Problem to work on: In the records below, copy everything from the line with "Practice task. Find the forearm" through the end, swapping "dough ball" for "ball of dough" and leaving all else unchanged.

Records for processing:

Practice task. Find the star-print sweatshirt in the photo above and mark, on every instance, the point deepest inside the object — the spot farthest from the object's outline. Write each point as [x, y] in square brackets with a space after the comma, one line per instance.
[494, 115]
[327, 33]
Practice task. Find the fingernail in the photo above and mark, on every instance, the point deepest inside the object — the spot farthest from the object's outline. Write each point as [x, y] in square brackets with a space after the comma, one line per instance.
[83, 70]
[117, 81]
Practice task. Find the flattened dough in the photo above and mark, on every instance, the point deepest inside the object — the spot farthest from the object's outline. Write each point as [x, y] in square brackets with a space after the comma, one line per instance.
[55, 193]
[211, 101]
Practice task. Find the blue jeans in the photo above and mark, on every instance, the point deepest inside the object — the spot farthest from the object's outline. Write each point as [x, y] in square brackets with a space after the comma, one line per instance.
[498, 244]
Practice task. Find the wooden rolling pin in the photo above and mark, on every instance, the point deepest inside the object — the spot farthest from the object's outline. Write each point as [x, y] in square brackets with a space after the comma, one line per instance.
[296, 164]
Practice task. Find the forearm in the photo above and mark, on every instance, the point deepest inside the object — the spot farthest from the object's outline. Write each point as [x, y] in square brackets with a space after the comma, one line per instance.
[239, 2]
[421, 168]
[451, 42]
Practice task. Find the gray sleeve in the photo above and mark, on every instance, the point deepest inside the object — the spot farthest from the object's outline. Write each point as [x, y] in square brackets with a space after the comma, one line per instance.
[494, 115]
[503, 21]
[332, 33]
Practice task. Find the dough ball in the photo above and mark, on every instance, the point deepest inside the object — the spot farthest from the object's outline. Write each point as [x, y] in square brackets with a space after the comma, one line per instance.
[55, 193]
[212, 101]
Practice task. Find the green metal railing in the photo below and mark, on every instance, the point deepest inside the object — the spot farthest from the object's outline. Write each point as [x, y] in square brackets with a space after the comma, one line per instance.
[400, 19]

Answer to the problem:
Practice task. Find the forearm in the photo above and mark, on every instance, the point deepest inside the object — the spot farthest from the object's outline. Write each point as [x, y] in square brackets with a space after the comma, one line per instance.
[239, 2]
[421, 168]
[451, 42]
Practice task. Find the gray sleeve in the photo above and mark, on every instance, the point deepest inside the object — the spot farthest from the object's outline. Write each point as [x, y] in square brackets with a space after the comma, one line per instance.
[494, 115]
[503, 21]
[332, 33]
Practice task. Find the ball of dough in the photo above and mark, on every instance, the point deepest inside the object — the spot farthest from the object's outline. Write each point as [x, y] in square brackets with a space after the comma, one line per instance.
[55, 193]
[212, 101]
Practice task. Find the green metal railing in the photo below and mark, on every instance, the point deepest inside the object — the spot farthest from the object's outline. Write each point as [x, y] in square brackets with a space after the comma, one line per instance.
[400, 19]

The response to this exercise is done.